## Directions for this task
Return a faithful copy of all the entries, omitting the images.

Task material section start

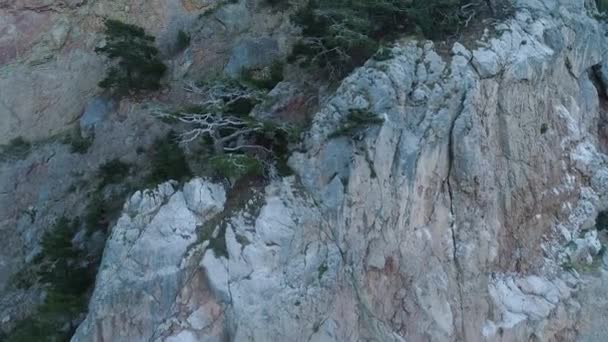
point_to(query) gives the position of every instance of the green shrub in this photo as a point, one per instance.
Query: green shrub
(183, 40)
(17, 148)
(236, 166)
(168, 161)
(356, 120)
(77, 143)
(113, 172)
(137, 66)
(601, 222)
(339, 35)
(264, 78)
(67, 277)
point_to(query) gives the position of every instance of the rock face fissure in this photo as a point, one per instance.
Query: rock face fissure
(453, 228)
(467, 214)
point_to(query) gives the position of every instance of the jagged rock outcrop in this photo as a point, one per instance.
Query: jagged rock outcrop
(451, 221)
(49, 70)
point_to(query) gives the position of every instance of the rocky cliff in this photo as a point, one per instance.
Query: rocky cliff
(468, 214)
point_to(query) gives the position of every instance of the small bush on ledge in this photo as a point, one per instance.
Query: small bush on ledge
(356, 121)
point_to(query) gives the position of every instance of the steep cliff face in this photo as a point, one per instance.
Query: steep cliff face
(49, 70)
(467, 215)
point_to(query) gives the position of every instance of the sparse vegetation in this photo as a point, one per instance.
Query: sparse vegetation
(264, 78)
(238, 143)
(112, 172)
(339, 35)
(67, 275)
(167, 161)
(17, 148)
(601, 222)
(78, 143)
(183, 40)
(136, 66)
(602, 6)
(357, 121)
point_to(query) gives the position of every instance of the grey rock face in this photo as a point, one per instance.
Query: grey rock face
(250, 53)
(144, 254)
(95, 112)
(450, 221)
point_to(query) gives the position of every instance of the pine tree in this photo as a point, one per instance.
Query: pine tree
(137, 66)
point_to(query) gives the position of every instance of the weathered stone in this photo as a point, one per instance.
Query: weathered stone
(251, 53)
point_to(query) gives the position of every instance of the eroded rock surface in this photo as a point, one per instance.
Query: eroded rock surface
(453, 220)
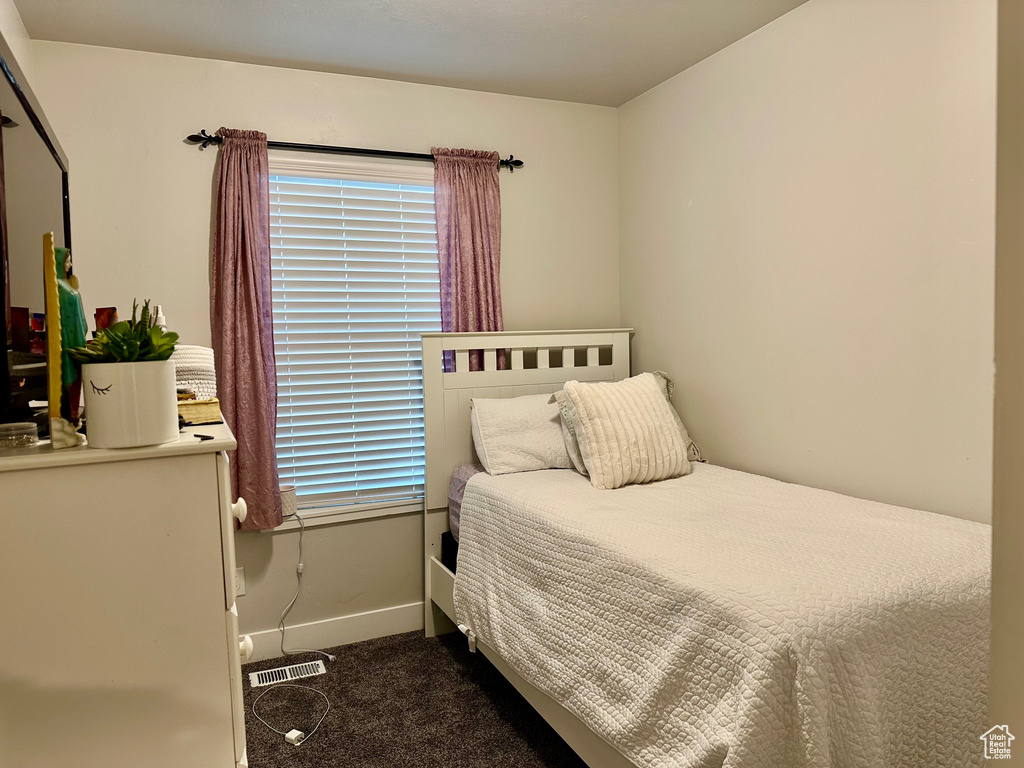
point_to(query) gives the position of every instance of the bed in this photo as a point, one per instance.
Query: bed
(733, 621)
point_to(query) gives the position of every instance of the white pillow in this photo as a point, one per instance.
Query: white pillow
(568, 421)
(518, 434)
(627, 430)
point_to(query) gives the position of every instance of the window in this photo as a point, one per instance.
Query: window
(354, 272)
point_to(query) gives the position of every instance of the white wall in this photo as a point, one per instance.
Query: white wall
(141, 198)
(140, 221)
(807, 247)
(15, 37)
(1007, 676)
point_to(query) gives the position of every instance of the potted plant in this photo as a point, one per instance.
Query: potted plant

Task material section end

## Your response
point_to(query) gives the position of every instance of the green shrub in this photo as a point, one per instance.
Query: green shrub
(183, 40)
(17, 148)
(236, 166)
(168, 161)
(356, 120)
(77, 143)
(113, 172)
(137, 66)
(601, 222)
(339, 35)
(264, 78)
(67, 277)
point_to(query) gives the position of every instance of the rock face fissure in this photo as a point, one per instance.
Query: rock face fissure
(453, 228)
(467, 214)
point_to(query) gives the position of every instance of the jagged rock outcrop in this photo as a point, one per instance.
Query: jagged rock outcrop
(451, 221)
(49, 70)
point_to(query) gives the position of every instance of the rocky cliff in this photo as a point, one per instance.
Query: rocky cliff
(468, 214)
point_to(query) gives the position of every instance of the small bush on ledge in this photo as a point, one per instance.
Query: small bush on ledge
(356, 121)
point_to(query) gives the position of every instance of the steep cliff face in this photo as a point, one per instance.
Query: steep cliff face
(49, 70)
(467, 215)
point_to(query) gives the position of every instance of the sparse vegetation in this photo as a point, one per instance.
Query: sparse vegetation
(264, 78)
(238, 143)
(112, 172)
(339, 35)
(67, 275)
(167, 161)
(17, 148)
(601, 222)
(78, 143)
(183, 40)
(136, 66)
(602, 6)
(357, 121)
point_to(query) gives the position of every instance of the grey rock face in this photo as a point, one per instance.
Query: grey rock face
(250, 53)
(144, 254)
(95, 112)
(450, 221)
point_to(query) gives the position of every instance of the pine tree in this photo as a point, one per instance.
Query: pine tree
(137, 66)
point_to(query) gives the position of every instance of the weathered stone in this photo as a point, one per instance.
Query: weathered stone
(251, 53)
point_to(query) gives the position of every instance of the eroded rock surface in this photo as a point, one per instance.
Query: eroded rock surface
(453, 220)
point_to(query) gives the position of every instance of the bed in this photo as a point, one per instance.
Query: bed
(733, 621)
point_to(query) gives the position of every instance of the white pillow in this photo as a point, one per instance.
Query: white pillow
(568, 421)
(518, 434)
(627, 430)
point_to(query) gives the position of every instance of the window in this photo as a point, one per instance.
Query: window
(354, 272)
point_to(query) gives the position of every instance of the white wall in this photo as a point, one per instance.
Query: white wall
(141, 198)
(140, 221)
(807, 247)
(15, 37)
(1007, 676)
point_to(query) gives the position of every instance of the potted plant in this photo as a point, one per instance.
Query: potted plant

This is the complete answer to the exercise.